▸ Work to be completed: Rewrite all of the records below as a Markdown table with the columns Row and Record line, numbering the rows and giving each line its own row. Leave out blank lines and the pictures.

▸ Exercise materials:
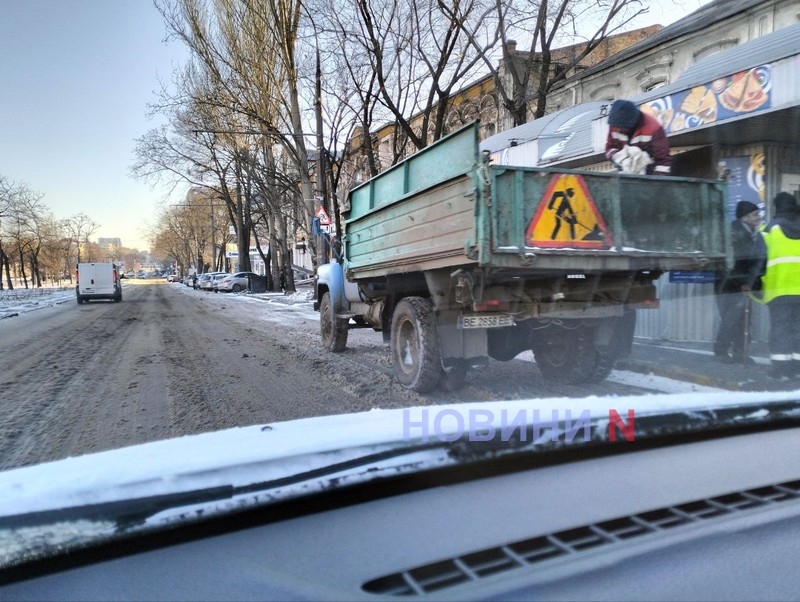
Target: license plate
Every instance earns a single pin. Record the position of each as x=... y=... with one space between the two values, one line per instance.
x=485 y=321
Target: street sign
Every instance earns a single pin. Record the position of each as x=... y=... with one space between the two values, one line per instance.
x=568 y=217
x=324 y=220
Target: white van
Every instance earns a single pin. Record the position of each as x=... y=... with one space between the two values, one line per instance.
x=97 y=281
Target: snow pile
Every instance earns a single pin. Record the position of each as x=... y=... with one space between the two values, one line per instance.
x=18 y=301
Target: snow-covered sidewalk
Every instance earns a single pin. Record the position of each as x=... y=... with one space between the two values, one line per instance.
x=18 y=301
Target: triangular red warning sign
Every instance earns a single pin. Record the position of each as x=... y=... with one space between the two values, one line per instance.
x=568 y=217
x=323 y=216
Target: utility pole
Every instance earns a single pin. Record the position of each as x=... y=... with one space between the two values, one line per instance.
x=322 y=248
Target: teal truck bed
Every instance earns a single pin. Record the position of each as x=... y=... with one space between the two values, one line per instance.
x=457 y=261
x=444 y=207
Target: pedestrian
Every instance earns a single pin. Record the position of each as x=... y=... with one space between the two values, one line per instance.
x=733 y=287
x=781 y=286
x=636 y=142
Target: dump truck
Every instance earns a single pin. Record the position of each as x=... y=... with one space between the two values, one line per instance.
x=457 y=260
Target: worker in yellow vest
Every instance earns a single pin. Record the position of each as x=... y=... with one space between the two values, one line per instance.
x=781 y=286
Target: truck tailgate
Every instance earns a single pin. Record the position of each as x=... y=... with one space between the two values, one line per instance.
x=583 y=220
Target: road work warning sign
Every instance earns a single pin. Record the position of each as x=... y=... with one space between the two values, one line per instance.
x=567 y=217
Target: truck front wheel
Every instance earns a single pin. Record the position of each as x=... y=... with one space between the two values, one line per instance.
x=415 y=345
x=333 y=329
x=566 y=355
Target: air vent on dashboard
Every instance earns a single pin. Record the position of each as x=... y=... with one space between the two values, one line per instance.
x=471 y=567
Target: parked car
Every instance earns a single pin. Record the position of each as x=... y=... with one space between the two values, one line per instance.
x=204 y=280
x=235 y=283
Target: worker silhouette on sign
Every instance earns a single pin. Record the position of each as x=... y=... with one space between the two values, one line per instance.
x=564 y=212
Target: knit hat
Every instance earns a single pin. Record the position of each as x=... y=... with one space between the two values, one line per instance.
x=624 y=114
x=785 y=203
x=745 y=208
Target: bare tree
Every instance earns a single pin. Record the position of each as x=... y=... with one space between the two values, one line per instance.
x=79 y=228
x=548 y=25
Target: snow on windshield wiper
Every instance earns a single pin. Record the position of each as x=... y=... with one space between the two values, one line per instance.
x=476 y=432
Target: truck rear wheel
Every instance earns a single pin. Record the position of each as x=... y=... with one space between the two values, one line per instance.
x=415 y=345
x=333 y=329
x=566 y=355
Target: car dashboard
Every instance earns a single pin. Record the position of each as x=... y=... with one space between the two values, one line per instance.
x=712 y=518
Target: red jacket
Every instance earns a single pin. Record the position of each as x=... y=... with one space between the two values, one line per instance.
x=650 y=137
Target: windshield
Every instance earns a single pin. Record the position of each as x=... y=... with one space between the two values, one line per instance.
x=429 y=259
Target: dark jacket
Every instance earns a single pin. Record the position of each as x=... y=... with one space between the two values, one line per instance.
x=748 y=259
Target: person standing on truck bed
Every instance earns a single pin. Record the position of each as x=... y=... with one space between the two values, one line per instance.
x=630 y=128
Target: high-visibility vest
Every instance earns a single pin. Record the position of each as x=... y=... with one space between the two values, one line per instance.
x=783 y=265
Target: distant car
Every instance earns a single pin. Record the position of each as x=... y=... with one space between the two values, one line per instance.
x=235 y=282
x=204 y=280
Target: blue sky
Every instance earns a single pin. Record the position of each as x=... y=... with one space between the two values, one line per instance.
x=75 y=80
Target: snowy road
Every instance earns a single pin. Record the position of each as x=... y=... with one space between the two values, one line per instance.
x=170 y=361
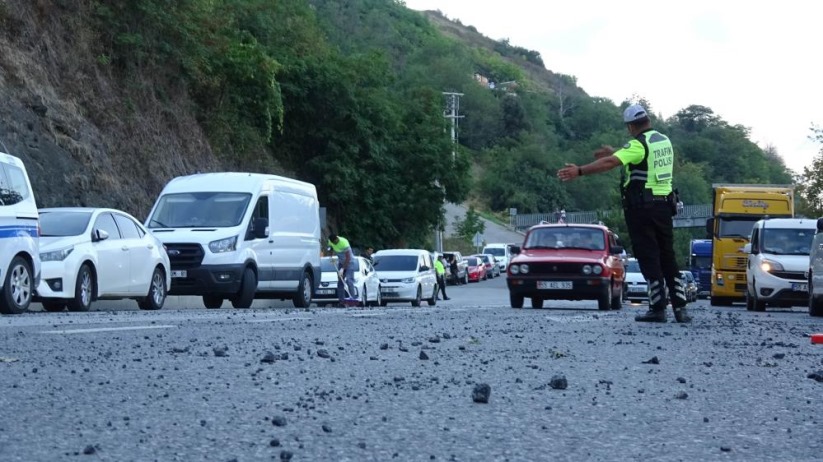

▸ Task answer:
| Row | Record line |
|---|---|
| 1 | Target: license plate |
| 2 | Every instance earns a single pin. Record the position of each as x=... y=... with one space between the two values, one line per instance. |
| 3 | x=485 y=321 |
| 4 | Target: street sign |
| 5 | Every instance earns a single pin. Record the position of each as x=... y=... with one space between the two values, one line per instance. |
| 6 | x=568 y=217 |
| 7 | x=324 y=220 |
| 8 | Target: white van |
| 9 | Every instance earns a single pin. Record the position of each as x=... y=... with one space between the two values, one line per instance. |
| 10 | x=97 y=281 |
| 11 | Target: snow pile |
| 12 | Every instance earns a single pin. Record the position of each as x=... y=... with one space between the two values, one line per instance. |
| 13 | x=18 y=301 |
| 14 | Target: snow-covered sidewalk |
| 15 | Every instance earns a single pin. Record the position of each as x=... y=... with one space between the two values, one line per instance. |
| 16 | x=18 y=301 |
| 17 | Target: triangular red warning sign |
| 18 | Every instance earns a single pin. Record the position of each as x=... y=... with one space between the two values, one line per instance. |
| 19 | x=568 y=217 |
| 20 | x=323 y=216 |
| 21 | Target: utility pole |
| 22 | Every instance earns a single pin. Record the position of each as x=... y=... with one space between the two values, one line per instance. |
| 23 | x=322 y=248 |
| 24 | Target: teal truck bed |
| 25 | Every instance earns a single pin. Record the position of each as x=... y=... with one space between the two values, one line per instance. |
| 26 | x=457 y=261 |
| 27 | x=444 y=207 |
| 28 | Target: pedestrian |
| 29 | Every instance earns a single pin. Record the position of each as x=... y=... with one space between the two values, one line per instance. |
| 30 | x=733 y=287 |
| 31 | x=781 y=286 |
| 32 | x=636 y=142 |
| 33 | Target: dump truck |
| 34 | Every instance earns a single pin. Record the position of each as x=... y=... with one space between the two values, one line per instance. |
| 35 | x=457 y=260 |
| 36 | Target: worker in yellow vest |
| 37 | Every instance earns a single pin. Record the position of each as x=... y=... with one space between the two values, one line per instance. |
| 38 | x=781 y=286 |
| 39 | Target: truck tailgate |
| 40 | Every instance earns a single pin. Record the position of each as x=... y=... with one space between the two values, one line per instance. |
| 41 | x=583 y=220 |
| 42 | Target: road work warning sign |
| 43 | Every instance earns a single pin. Record the position of each as x=... y=... with one space between the two values, one line per instance. |
| 44 | x=567 y=217 |
| 45 | Target: truck front wheel |
| 46 | Every instance earns a single pin. Record the position of each as x=... y=... with one space between the two values, one line per instance. |
| 47 | x=415 y=345 |
| 48 | x=333 y=329 |
| 49 | x=566 y=355 |
| 50 | Target: air vent on dashboard |
| 51 | Every instance earns a single pin. Record the position of each as x=... y=... with one space between the two values, one line per instance. |
| 52 | x=471 y=567 |
| 53 | Target: parked car |
| 54 | Every instance earns a single pin. Record the position of each as x=... y=... with one space between the two values, one line per instance. |
| 55 | x=204 y=280 |
| 56 | x=235 y=283 |
| 57 | Target: worker silhouette on sign |
| 58 | Every instance earns a single pin. Record the position of each as x=... y=... with one space between the two values, one line per instance. |
| 59 | x=564 y=212 |
| 60 | Target: knit hat |
| 61 | Every instance earns a single pin. Record the position of each as x=... y=... with one space between the two values, one line per instance. |
| 62 | x=624 y=114 |
| 63 | x=785 y=203 |
| 64 | x=745 y=208 |
| 65 | Target: bare tree |
| 66 | Every instance earns a single pin. Record the position of each as x=... y=... with one space between the two values, one line per instance. |
| 67 | x=79 y=228 |
| 68 | x=548 y=25 |
| 69 | Target: snow on windshield wiper |
| 70 | Every instance earns a single pin. Record the position of each as x=... y=... with one space between the two values, one line per instance. |
| 71 | x=476 y=432 |
| 72 | Target: truck rear wheel |
| 73 | Every instance earns a single pin. Record the position of each as x=... y=... with one space between the two values, one line per instance. |
| 74 | x=415 y=345 |
| 75 | x=333 y=329 |
| 76 | x=566 y=355 |
| 77 | Target: car dashboard |
| 78 | Every instance earns a single pin. Record the position of each as x=... y=... with one space between the two values, one line per instance. |
| 79 | x=712 y=518 |
| 80 | Target: red jacket |
| 81 | Every instance earns a single pin. Record the position of each as x=... y=... with one space between the two values, one line per instance. |
| 82 | x=650 y=137 |
| 83 | Target: windshield |
| 84 | Every instance earns a single pin. Record the position of each as x=... y=... with one space between the two values, one line per instance. |
| 85 | x=429 y=259 |
| 86 | Target: dark jacket |
| 87 | Every instance earns a single pin. Record the position of each as x=... y=... with one space between the two values, one line per instance. |
| 88 | x=748 y=259 |
| 89 | Target: person standing on truck bed |
| 90 | Every instance earns a single pin. Record the position of each as x=... y=... with one space between the two values, one line per instance. |
| 91 | x=630 y=128 |
| 92 | Target: high-visibility vest |
| 93 | Every instance earns a single pin. Record the position of each as x=... y=... with one space between the two values, one line per instance. |
| 94 | x=783 y=265 |
| 95 | Target: distant car |
| 96 | Every instance earns a single pin. Record the position of each as x=... y=... with one space between the two values, one line per instance. |
| 97 | x=235 y=282 |
| 98 | x=204 y=280 |
| 99 | Target: blue sky |
| 100 | Every instance earns a single pin. Record the position of each as x=... y=... with one space between the two values, one line per instance. |
| 101 | x=75 y=80 |
| 102 | Target: snowy road |
| 103 | Every instance earns a single pin. Record the position of each as x=... y=... with one space between the two values, one line per instance. |
| 104 | x=170 y=361 |